問題文 A: 元請けと下請けについての文章で、冒頭の二段落のすぐあとに一覧の形で並んでいる見出しを、順番どおりにすべて書き出しなさい。
問題文 B: 元請けと下請けについての文章から、「元請けのメリット・デメリット」から「全面的な開発責任を負います。」までの部分を一字も変えずに抜き出しなさい。
問題文 C: 元請けと下請けについての文章を、最後の文の次から書き継いでください。

原文:
IT業界で仕事をしていると「元請け」「下請け」という言葉を耳にすることがあります。何となく分かっているような気がしますが、この両者は全く違うものであり、それぞれの立場も役割も責任も違うものです。
IT業界では、この両者が一緒になってプロジェクトを進めていきますが、自分がどちらの立場なのか、をはっきりと認識していないと思わぬトラブルを招く事もあります。そんな事態が起こらぬよう、しっかりと両者の違いを覚えておきましょう。

元請けとは

下請けとは

元請けと下請けの違い

元請けのメリット・デメリット

下請けのメリット・デメリット

元請け・下請けの種類

下請け先を選定する際に押さえておきたいこと

元請けとは

元請けとは仕事の依頼主と請負契約を結ぶ業者のことで正式には「元請業者」「元請負人」と言います。IT業界であれば「システムを作って欲しい」顧客と直接、開発請負業務契約を結ぶ業者のことです。従って元請けは顧客に対して全面的な開発責任を負います。

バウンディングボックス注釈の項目
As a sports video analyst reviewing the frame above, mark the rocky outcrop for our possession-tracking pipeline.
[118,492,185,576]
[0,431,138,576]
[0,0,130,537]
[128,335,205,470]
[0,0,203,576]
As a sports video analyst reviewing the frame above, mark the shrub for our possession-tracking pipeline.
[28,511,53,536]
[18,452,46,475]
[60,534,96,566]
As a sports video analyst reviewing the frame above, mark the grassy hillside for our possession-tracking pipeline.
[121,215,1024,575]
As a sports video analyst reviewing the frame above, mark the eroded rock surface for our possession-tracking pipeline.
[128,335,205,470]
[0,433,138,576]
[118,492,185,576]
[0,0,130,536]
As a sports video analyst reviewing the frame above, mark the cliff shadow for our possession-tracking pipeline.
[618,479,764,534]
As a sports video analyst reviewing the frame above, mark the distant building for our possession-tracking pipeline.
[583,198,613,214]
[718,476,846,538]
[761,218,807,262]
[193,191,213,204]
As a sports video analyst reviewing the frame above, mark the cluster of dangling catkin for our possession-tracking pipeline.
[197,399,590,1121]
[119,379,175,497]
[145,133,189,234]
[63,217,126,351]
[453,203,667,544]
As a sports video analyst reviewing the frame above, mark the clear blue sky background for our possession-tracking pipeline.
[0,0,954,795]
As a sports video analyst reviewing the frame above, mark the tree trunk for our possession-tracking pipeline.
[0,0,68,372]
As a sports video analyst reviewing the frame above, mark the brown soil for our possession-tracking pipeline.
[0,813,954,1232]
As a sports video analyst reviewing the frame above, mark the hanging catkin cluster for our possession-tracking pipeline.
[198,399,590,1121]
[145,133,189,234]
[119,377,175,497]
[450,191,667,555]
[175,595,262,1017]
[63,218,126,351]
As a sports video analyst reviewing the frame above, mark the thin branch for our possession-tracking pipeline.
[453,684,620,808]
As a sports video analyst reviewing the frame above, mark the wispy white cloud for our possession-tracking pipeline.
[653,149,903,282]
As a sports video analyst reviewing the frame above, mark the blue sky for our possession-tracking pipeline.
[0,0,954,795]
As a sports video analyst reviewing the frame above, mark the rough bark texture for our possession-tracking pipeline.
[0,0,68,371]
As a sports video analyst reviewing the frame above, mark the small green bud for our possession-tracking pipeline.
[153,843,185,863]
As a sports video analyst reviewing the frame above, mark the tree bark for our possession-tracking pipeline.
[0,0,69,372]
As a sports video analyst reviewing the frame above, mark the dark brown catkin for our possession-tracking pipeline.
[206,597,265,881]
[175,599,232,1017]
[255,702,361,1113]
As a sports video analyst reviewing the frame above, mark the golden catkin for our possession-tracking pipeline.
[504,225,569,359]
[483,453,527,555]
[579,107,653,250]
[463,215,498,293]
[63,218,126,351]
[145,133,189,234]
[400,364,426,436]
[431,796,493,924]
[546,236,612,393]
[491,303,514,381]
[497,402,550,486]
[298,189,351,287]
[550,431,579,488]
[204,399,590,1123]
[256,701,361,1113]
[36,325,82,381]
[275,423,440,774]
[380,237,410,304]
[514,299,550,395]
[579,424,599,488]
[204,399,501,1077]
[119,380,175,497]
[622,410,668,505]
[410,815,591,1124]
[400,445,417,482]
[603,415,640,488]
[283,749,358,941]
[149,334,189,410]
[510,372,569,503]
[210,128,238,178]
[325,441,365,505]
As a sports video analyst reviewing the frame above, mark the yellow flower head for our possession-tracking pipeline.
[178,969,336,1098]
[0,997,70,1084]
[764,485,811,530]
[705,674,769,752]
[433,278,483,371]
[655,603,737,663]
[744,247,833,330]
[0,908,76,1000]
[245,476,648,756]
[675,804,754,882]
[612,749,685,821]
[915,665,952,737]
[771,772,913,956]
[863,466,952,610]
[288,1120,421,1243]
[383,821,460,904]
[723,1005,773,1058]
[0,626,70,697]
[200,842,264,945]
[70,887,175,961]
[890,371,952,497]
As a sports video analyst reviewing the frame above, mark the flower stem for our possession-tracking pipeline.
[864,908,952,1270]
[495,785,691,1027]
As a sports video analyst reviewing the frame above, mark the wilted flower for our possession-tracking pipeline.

解答 A:
元請けとは
下請けとは
元請けと下請けの違い
元請けのメリット・デメリット
下請けのメリット・デメリット
元請け・下請けの種類
下請け先を選定する際に押さえておきたいこと

解答 B:
元請けのメリット・デメリット

下請けのメリット・デメリット

元請け・下請けの種類

下請け先を選定する際に押さえておきたいこと

元請けとは

元請けとは仕事の依頼主と請負契約を結ぶ業者のことで正式には「元請業者」「元請負人」と言います。IT業界であれば「システムを作って欲しい」顧客と直接、開発請負業務契約を結ぶ業者のことです。従って元請けは顧客に対して全面的な開発責任を負います。

解答 C:
顧客の要望を把握し、開発範囲、搭載機能などの基本要件の詰めを行いシステム開発の全体計画を作成するのも元請けの仕事です。また開発の進捗状況の報告や、開発中に顧客に対し確認点などが発生した場合、それを確認するのも元請けの仕事です。
発注した顧客側から見た場合、元請け業者だけが発注先であり契約した相手なので、顧客との折衝は全て元受け業者が対応しなければならないのです。

下請けとは

それに対し、下請けとは元受けが顧客から請け負った仕事の一部を請け負う業者のことで正式には「下請業者」「下請負人」と言います。この場合、下請けが開発請負業務契約を結ぶ相手は元請けとなります。ですので、下請けは直接的に依頼主である顧客と何等かのやりとりをすることはしません。なぜなら顧客が開発を頼んだのは元請けであり下請けではないからです。
従って下請けが折衝する相手は元請け業者ということになります。下請けは元請け業者の指示に従い作業をすることが主たる業務となるのです。

元請けと下請けの違い

つまり、元受けと下請けの違いは「誰から仕事を請け負っているか」という点なのです。顧客から仕事を請け負っている場合は「元請け」、元請けから仕事を請け負っている場合は「下請け」ということになります。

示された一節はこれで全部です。